Activity: Each record listed below is to be output exactly as written.

Data for this exercise:
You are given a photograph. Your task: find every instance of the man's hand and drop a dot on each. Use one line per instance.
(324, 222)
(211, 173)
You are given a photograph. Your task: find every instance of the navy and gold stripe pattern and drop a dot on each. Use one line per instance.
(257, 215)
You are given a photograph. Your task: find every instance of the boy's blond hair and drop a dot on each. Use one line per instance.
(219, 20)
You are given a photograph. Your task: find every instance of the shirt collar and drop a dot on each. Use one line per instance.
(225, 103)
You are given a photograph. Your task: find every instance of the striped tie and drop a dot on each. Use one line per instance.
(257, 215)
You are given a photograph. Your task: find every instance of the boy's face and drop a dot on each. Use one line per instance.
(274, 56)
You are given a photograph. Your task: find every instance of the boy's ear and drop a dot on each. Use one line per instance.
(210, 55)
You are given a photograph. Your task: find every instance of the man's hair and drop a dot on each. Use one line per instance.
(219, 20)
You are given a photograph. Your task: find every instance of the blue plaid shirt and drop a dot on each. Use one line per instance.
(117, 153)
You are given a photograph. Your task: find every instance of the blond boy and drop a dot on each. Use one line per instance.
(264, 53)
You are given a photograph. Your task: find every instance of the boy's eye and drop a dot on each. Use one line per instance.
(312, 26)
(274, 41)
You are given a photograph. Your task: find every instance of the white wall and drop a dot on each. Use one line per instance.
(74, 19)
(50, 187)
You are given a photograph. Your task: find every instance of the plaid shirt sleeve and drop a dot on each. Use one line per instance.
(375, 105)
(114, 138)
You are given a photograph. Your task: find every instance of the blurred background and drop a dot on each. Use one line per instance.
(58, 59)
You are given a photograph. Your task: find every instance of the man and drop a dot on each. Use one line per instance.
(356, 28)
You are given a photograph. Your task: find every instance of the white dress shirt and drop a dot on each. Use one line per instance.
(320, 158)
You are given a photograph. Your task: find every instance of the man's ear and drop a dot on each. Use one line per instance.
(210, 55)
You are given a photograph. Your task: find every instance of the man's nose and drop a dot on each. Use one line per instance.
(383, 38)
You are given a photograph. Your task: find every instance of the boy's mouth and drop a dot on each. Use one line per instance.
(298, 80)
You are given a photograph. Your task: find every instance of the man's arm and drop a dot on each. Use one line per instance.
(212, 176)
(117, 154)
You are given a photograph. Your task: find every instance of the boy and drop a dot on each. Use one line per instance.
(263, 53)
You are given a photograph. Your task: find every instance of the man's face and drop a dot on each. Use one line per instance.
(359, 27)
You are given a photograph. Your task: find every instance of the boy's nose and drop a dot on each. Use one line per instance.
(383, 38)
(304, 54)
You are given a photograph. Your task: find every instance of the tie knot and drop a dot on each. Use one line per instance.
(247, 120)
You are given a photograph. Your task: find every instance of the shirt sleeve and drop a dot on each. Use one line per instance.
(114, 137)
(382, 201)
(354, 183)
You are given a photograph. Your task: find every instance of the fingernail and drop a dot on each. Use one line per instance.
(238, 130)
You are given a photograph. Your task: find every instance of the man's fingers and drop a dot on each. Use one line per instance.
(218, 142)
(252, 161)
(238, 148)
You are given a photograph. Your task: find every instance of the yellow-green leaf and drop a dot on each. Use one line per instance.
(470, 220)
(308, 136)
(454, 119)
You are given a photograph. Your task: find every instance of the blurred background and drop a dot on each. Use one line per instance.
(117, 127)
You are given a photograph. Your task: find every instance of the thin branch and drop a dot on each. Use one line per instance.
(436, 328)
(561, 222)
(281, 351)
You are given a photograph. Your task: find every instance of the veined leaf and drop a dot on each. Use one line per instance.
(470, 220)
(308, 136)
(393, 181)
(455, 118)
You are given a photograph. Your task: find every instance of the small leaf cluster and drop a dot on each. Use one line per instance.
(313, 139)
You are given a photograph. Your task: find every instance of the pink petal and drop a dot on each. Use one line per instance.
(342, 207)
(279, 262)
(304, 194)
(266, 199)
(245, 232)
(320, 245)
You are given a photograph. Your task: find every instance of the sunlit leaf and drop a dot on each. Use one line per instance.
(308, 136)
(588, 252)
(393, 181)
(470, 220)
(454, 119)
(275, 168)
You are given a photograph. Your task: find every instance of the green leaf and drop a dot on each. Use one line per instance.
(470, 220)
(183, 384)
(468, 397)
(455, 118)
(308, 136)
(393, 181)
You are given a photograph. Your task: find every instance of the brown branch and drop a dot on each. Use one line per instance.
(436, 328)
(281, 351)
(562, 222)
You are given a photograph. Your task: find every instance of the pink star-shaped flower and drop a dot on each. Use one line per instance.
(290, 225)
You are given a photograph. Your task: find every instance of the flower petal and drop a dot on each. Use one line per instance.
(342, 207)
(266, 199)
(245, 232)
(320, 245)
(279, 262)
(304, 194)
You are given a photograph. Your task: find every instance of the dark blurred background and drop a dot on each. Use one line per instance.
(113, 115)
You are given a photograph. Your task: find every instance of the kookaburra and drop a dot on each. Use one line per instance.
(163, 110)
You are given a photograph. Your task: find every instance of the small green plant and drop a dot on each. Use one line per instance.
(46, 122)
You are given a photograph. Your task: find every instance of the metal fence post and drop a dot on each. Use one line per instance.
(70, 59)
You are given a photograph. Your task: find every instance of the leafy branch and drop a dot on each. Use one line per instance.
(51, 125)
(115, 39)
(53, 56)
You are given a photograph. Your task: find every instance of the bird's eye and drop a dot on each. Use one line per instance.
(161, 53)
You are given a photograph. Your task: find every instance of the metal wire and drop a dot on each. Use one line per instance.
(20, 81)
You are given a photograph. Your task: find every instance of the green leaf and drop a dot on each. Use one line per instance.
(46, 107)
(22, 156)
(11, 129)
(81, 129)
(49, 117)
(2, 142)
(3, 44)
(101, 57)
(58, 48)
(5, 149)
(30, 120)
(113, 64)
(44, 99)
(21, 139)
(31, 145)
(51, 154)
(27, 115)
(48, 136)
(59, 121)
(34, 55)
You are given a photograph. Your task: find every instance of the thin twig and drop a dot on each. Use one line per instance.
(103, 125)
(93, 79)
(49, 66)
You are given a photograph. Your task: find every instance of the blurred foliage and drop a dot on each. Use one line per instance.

Output:
You are given a photograph. Your task: find every instance of the man's hand and drop a dot on each. Use one line per instance.
(324, 222)
(211, 173)
You are given a photograph. Your task: find every instance of the navy and gold stripe pattern and drop a dot on each. Use one line per instance.
(257, 215)
You are given a photograph. Your task: find every instance of the boy's blond hair and drop a dot on each. Use one line per instance.
(219, 20)
You are given a photograph. Your task: find every instance of the shirt collar and drop a dot on each. Use one line per instance.
(225, 103)
You are given a photograph. Your task: find every instance of the striped tie and drop a dot on each. Use one line per instance.
(257, 215)
You are given a photograph. Your task: find every instance of the boy's face and drop a dot on each. Use one line per instance.
(274, 56)
You are given a photograph. Your task: find every instance of the boy's ear and drop a dot on each. Use one line per instance.
(210, 55)
You are given a photograph. Your task: find every instance of the man's hair and drop a dot on each. Use one line per instance.
(219, 20)
You are given a photograph. Your task: find every instance of the blue plaid shirt and drop a dot on each. Use one line per instance.
(117, 153)
You are given a photograph. Your task: find every instance of the blond boy and drop a dot on each. Use one line per instance.
(264, 53)
You are given a photograph. Your task: find every instance of the boy's eye and drop a dot on each. Use one line per instance.
(312, 26)
(274, 41)
You are given a photograph. Your task: find every instance of the white wall and drop a dot on each. Use one line per instance.
(74, 19)
(50, 187)
You are given a photograph. Your task: find every instance of the plaid shirt sleeve and drop a dot on each. Use one line per instance.
(375, 105)
(114, 138)
You are given a photograph. Your task: find every instance of the blurred background and drop a dot on each. Use one line per instance.
(58, 59)
You are given a photograph. Your task: find every instance of the man and drop a dot on each. Use one line per instance.
(356, 28)
You are given a photograph. Your task: find every instance of the white dress shirt and drop a dot on each. Use one line per instance.
(320, 158)
You are given a photograph. Your task: find every instance of the man's ear and drop a dot on each. Use one line per instance.
(210, 55)
You are given a photograph. Your task: find every instance of the man's nose and drop a dot on each. Use one line per instance.
(383, 38)
You are given a photograph. Your task: find every instance of the boy's mouth and drop a dot on each. Use one line per instance.
(298, 80)
You are given a photograph. Your task: find every instance of the man's arm and drop a dot on each. Use one line per instance.
(212, 176)
(117, 154)
You are given a photograph. Your task: find every instance of the boy and drop a dot on each. Use one line per instance.
(263, 53)
You are given a photograph. Your task: find every instance of the man's face and drop a dot on each. Use one line per instance.
(359, 27)
You are given a photograph. Your task: find every instance of the boy's nose and drop a dot on each. Use one line per instance.
(383, 38)
(304, 54)
You are given a photograph. Your task: find every instance of the tie knot and drop a dot on each. Use one line per instance.
(247, 120)
You are given a photograph. Your task: find every instance of the shirt sleeve and drop a dot on each. Use one line per instance.
(114, 137)
(382, 201)
(354, 183)
You are given a photograph. Your task: find every instance of the fingernail and drop a dot on each. Use one line per instance.
(238, 130)
You are given a photograph. Your task: find every instance of the man's fingers and drop a dot on each. Use one line per instance.
(218, 142)
(252, 161)
(238, 148)
You are given a photograph. Your task: find every instance of the yellow-green leaf and drop a dot on each. Use one line per instance.
(470, 220)
(308, 136)
(454, 119)
You are given a photograph. Your task: find every instance of the blurred background and drop a dot on each. Use one line per instance.
(117, 127)
You are given a photograph. Your task: find every instance of the thin branch and drop a dot on each. Use one line per instance.
(436, 328)
(561, 222)
(281, 351)
You are given a photograph. Your task: find every instance of the veined leaf and drop a dot on each. Use one line per instance.
(470, 220)
(308, 136)
(393, 181)
(455, 118)
You are given a photograph. Your task: find every instance of the small leaf cluster and drop a dot on each. Use one line per instance.
(313, 139)
You are given a photograph. Your task: find every instance of the pink petal and drop a dot on each. Use one line per instance.
(342, 207)
(279, 262)
(304, 194)
(266, 199)
(245, 232)
(320, 245)
You are given a photograph. Your task: find every instance of the sunlit leaf and drop a dot on each. Use one line per instance.
(308, 136)
(588, 252)
(393, 181)
(470, 220)
(454, 119)
(275, 168)
You are given a photograph. Your task: find every instance of the green leaf and drop a dot on each. Use one line per instance.
(470, 220)
(183, 384)
(468, 397)
(455, 118)
(308, 136)
(393, 181)
You are given a photograph. Your task: find every instance of the brown branch and drop a dot on each. Use one line per instance.
(436, 328)
(281, 351)
(562, 222)
You are given a photograph. Your task: find every instance of the pink star-shaped flower and drop a dot on each. Use one line per instance.
(290, 225)
You are given a photograph. Your task: find every instance of the flower petal and drop a dot on each. Use one line per instance.
(342, 207)
(266, 199)
(245, 232)
(320, 245)
(279, 262)
(304, 194)
You are given a photograph. Your task: find every instance of the dark blurred background and drop a dot on each. Use one line per instance.
(113, 115)
You are given a photograph. Your task: find every instance of the kookaburra and drop a dot on each. Use one line per instance.
(163, 110)
You are given a photograph. Your task: find every instance of the small green plant and drop a dot on each. Use one line per instance.
(46, 122)
You are given a photograph. Your task: find every instance of the metal fence post and drop a dot on each. Use one line per instance.
(70, 59)
You are given a photograph. Your task: find every instance of the leafy branch and drop a dot on each. Use one line per instance.
(51, 125)
(115, 39)
(53, 56)
You are given a photograph. Your task: find every instance of the bird's eye and drop a dot on each. Use one line per instance.
(161, 53)
You are given a photograph. Your task: find every instance of the metal wire and drop a dot on each. Use one line per instance.
(20, 81)
You are given a photograph. Your task: find every instance of the green leaf and drop a dot on each. Use one line per instance.
(46, 107)
(22, 156)
(11, 129)
(81, 129)
(49, 117)
(2, 142)
(3, 44)
(101, 57)
(58, 48)
(5, 149)
(30, 120)
(113, 64)
(44, 99)
(21, 139)
(31, 145)
(51, 154)
(27, 115)
(48, 136)
(59, 121)
(34, 55)
You are given a photograph. Your task: find every instance of the thin twig and drop a dot on each. Use one line per instance.
(103, 125)
(93, 79)
(49, 66)
You are given a photograph. Your task: find every instance of the blurred foliage and drop a dot on each. Use one line per instance.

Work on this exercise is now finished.